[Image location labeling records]
━━━━━━━━━━━━━━━━

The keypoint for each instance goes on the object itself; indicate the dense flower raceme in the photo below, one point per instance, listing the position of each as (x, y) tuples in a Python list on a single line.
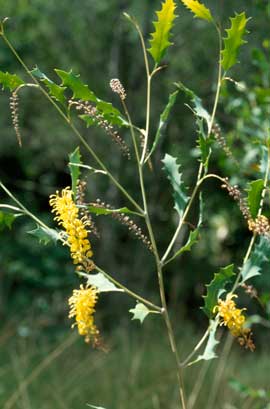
[(82, 307), (67, 216), (234, 319)]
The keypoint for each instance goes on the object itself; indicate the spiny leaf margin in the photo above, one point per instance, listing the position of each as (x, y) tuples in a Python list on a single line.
[(160, 37)]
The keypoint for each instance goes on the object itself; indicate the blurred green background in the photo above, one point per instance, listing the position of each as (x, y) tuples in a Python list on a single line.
[(94, 39)]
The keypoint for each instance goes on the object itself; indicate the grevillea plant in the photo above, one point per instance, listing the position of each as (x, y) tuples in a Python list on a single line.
[(74, 216)]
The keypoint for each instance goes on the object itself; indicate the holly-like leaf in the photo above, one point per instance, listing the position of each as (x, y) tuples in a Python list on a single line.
[(79, 89), (101, 283), (163, 122), (6, 220), (197, 106), (259, 256), (255, 189), (192, 239), (215, 289), (75, 158), (45, 235), (175, 177), (99, 210), (198, 9), (160, 40), (233, 40), (10, 81), (140, 312), (56, 91), (209, 352)]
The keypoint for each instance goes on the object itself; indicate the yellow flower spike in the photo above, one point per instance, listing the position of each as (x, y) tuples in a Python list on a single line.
[(82, 307), (67, 216), (233, 318)]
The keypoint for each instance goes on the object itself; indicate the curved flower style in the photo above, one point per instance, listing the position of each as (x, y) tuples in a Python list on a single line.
[(82, 307), (233, 318), (67, 215)]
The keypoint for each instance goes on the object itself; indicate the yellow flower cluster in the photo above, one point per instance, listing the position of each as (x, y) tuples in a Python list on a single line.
[(231, 316), (82, 307), (67, 215)]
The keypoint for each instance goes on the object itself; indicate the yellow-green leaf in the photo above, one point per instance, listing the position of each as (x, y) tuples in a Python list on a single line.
[(198, 9), (233, 40), (160, 40)]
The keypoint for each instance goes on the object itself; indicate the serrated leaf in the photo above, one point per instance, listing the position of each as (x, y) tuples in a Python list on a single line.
[(79, 89), (45, 235), (75, 157), (259, 256), (160, 40), (175, 177), (163, 122), (56, 91), (254, 190), (198, 9), (192, 239), (105, 211), (214, 289), (102, 283), (209, 352), (10, 81), (198, 107), (233, 40), (6, 220), (140, 312)]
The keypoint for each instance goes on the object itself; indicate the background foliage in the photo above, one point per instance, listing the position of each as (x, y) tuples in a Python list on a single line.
[(97, 42)]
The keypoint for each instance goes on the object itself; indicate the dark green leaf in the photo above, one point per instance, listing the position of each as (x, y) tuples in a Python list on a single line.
[(179, 191), (140, 312), (216, 287), (233, 40), (255, 189), (6, 220), (79, 89), (259, 256), (163, 121), (163, 26), (45, 236), (56, 91), (75, 157), (198, 108), (10, 81)]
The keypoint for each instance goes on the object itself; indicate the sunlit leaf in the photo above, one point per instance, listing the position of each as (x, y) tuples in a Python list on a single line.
[(6, 220), (255, 189), (10, 81), (79, 89), (192, 239), (209, 352), (233, 40), (175, 177), (163, 122), (75, 158), (45, 235), (160, 40), (56, 91), (102, 283), (216, 287), (99, 210), (140, 312), (198, 9)]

━━━━━━━━━━━━━━━━

• [SET TASK] Copy out every line of the records from the start through the line that contains "[(160, 37)]", leaving the wording untouched and adding 121 to every coordinate in the answers. Leave the pictures out.

• [WORKED SOLUTION]
The keypoint for each instance goes on the object itself; indicate the dense flower raceme in the photo below, one point per instance, listing the position of each as (x, y) tuples in a Python list on a single line.
[(203, 428), (188, 337), (355, 440)]
The keypoint for each instance goes on the object itself; indicate the spiny leaf margin in the photo above, one point per instance, listing the position of each as (x, y) tuples in a Python list on a single line.
[(281, 158)]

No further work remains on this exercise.